◆ **Task requirements**: Format every line below as a JSON list of strings, with one string per line and no blank lines.

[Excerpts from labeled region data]
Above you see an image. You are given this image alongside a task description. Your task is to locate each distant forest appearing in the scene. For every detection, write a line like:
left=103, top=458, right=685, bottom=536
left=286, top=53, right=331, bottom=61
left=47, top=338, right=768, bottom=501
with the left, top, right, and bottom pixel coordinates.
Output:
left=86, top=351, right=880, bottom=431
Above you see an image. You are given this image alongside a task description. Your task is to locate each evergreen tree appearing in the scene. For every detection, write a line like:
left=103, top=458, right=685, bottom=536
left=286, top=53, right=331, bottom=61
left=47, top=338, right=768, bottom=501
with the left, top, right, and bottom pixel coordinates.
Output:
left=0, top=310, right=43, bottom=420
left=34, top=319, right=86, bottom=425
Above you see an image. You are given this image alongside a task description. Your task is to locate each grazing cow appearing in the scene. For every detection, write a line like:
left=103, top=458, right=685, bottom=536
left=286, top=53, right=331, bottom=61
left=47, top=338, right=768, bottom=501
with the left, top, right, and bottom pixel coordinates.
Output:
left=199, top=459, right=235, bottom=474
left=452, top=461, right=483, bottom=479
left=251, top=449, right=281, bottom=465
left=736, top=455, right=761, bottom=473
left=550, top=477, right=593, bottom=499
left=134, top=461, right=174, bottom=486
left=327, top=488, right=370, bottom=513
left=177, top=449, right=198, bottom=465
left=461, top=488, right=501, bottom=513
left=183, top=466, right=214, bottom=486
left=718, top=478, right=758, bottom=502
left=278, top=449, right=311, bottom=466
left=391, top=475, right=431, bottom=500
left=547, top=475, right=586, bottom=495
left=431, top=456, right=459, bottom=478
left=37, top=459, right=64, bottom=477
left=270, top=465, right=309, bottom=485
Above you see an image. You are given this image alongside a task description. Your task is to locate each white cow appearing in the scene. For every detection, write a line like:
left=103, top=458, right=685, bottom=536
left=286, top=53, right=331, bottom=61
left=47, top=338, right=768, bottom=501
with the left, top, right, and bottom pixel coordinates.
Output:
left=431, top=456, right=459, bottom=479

◆ **Reply to the task**:
[
  "Above you see an image. You are given this image alongside a task description. Your task is to locate each distant forest appearing in the scene. For every detection, write a line like:",
  "left=103, top=458, right=685, bottom=536",
  "left=286, top=53, right=331, bottom=61",
  "left=47, top=338, right=768, bottom=501",
  "with the left, top, right, and bottom pixel coordinates.",
  "Output:",
  "left=86, top=351, right=880, bottom=431",
  "Above you see an image. You are given this image alongside a task description. Your task is to locate each evergreen tree appearing in the scene. For every detection, write a line like:",
  "left=103, top=458, right=685, bottom=536",
  "left=286, top=53, right=331, bottom=61",
  "left=47, top=338, right=768, bottom=501",
  "with the left, top, right, and bottom pixel coordinates.",
  "Output:",
  "left=0, top=310, right=43, bottom=420",
  "left=34, top=319, right=86, bottom=425",
  "Above you see an image. You are given this image alongside a task description. Your task is to locate each grazing cow appearing in the scene. For every detection, write a line like:",
  "left=103, top=458, right=685, bottom=536",
  "left=286, top=53, right=331, bottom=61",
  "left=47, top=338, right=768, bottom=501",
  "with the left, top, right, and bottom pixel coordinates.",
  "Output:",
  "left=199, top=459, right=235, bottom=474",
  "left=452, top=461, right=483, bottom=479",
  "left=251, top=449, right=281, bottom=465",
  "left=736, top=455, right=761, bottom=473",
  "left=550, top=477, right=593, bottom=499",
  "left=134, top=461, right=174, bottom=486",
  "left=327, top=488, right=370, bottom=513",
  "left=177, top=449, right=198, bottom=465",
  "left=461, top=488, right=501, bottom=513",
  "left=183, top=466, right=214, bottom=486",
  "left=718, top=478, right=758, bottom=502",
  "left=278, top=449, right=311, bottom=466",
  "left=391, top=475, right=431, bottom=500",
  "left=547, top=475, right=586, bottom=495",
  "left=431, top=456, right=459, bottom=478",
  "left=37, top=459, right=64, bottom=477",
  "left=270, top=465, right=309, bottom=485",
  "Above you see an image. You are given this image alongside a task description. Your task is to locate each white cow appearing in the scene. For every detection, write a line like:",
  "left=103, top=458, right=685, bottom=536",
  "left=286, top=53, right=331, bottom=61",
  "left=47, top=338, right=768, bottom=501",
  "with the left, top, right, and bottom pixel coordinates.",
  "Output:",
  "left=431, top=456, right=459, bottom=479"
]